------ Data provided ------

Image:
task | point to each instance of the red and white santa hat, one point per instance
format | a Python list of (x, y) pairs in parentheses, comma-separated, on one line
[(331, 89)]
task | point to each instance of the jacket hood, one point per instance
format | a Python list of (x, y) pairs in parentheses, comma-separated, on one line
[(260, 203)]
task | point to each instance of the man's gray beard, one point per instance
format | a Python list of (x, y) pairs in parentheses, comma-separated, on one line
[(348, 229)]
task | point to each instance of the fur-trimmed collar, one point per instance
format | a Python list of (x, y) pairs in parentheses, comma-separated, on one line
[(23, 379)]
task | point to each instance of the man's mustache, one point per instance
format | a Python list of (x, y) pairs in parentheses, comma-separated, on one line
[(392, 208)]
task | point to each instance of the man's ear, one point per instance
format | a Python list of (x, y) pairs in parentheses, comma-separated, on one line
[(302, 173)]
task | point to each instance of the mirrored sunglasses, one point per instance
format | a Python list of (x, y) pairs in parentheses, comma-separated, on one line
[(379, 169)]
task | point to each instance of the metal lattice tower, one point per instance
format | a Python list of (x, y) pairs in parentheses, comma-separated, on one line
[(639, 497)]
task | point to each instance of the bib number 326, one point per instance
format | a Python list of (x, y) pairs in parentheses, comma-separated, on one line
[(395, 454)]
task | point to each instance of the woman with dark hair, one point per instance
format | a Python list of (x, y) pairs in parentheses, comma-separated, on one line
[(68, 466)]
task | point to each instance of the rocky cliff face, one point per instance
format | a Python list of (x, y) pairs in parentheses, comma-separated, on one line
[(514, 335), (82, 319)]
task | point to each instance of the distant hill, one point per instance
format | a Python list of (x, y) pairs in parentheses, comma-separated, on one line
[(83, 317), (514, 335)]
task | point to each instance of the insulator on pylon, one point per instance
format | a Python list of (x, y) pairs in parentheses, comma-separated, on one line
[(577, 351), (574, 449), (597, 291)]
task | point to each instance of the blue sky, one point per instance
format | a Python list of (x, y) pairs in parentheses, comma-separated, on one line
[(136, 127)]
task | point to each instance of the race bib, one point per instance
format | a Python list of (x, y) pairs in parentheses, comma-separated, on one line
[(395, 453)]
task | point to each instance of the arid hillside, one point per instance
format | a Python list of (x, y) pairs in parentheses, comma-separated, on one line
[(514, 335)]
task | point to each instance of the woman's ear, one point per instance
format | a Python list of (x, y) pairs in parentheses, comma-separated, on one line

------

Set task - Can you rewrite the stretch of entries from the line containing "task | point to each instance of the man's ear, one" through the line containing "[(395, 453)]", both ends included and requests kept, with each coordinate in the answers multiplied by 1.2 and rounded to a whole number (halves round up)? Leave any numbers in the requests and their format lines as they are.

Answer below -
task | point to each instance of the man's ear, one point per instance
format | a Python list of (x, y) pairs in parentheses, comma-separated, on one line
[(362, 208)]
task | point to each instance of the mirrored sunglasses, one point per instance
format | a Python list of (x, y) pairs in parentheses, comma-separated, on one line
[(455, 203)]
task | point to each instance of the metal lattice tower, one point per instance
format | a Python list of (x, y) pairs in parentheses, comma-separated, on one line
[(767, 596)]
task | point to each instance of the bib number 326, one point per instance
format | a Python list of (x, y) pairs in parentheses, comma-separated, on one line
[(474, 545)]
task | point to each instance of the woman with dark hair, one point per instance
format | a Python list of (x, y) pairs in parentheses, comma-separated, on one line
[(82, 559)]
task | point to each instance of the rocky cliff face, one point per instance
format | a Python list of (x, y) pairs in parentheses, comma-separated, on one line
[(617, 402), (98, 383)]
task | point to each instance of the distant hill, one point per instance
format | a Python list of (x, y) pairs in parentheses, comma-separated, on one line
[(100, 380), (617, 402)]
task | point to each instance of the insulator on pylon, one point per instance
format | a Python list of (x, y) pairs in parentheses, comma-separated, on one line
[(692, 421), (689, 539), (716, 349)]
task | point to each instance of the blue sky, one point per instance
format | a Python list of (x, y) pairs in parentheses, comma-separated, on one line
[(163, 152)]
task | point to each instance of the race bib, one point per instance
format | a Python list of (x, y) pairs in parentheses, comma-separated, on one line
[(474, 544)]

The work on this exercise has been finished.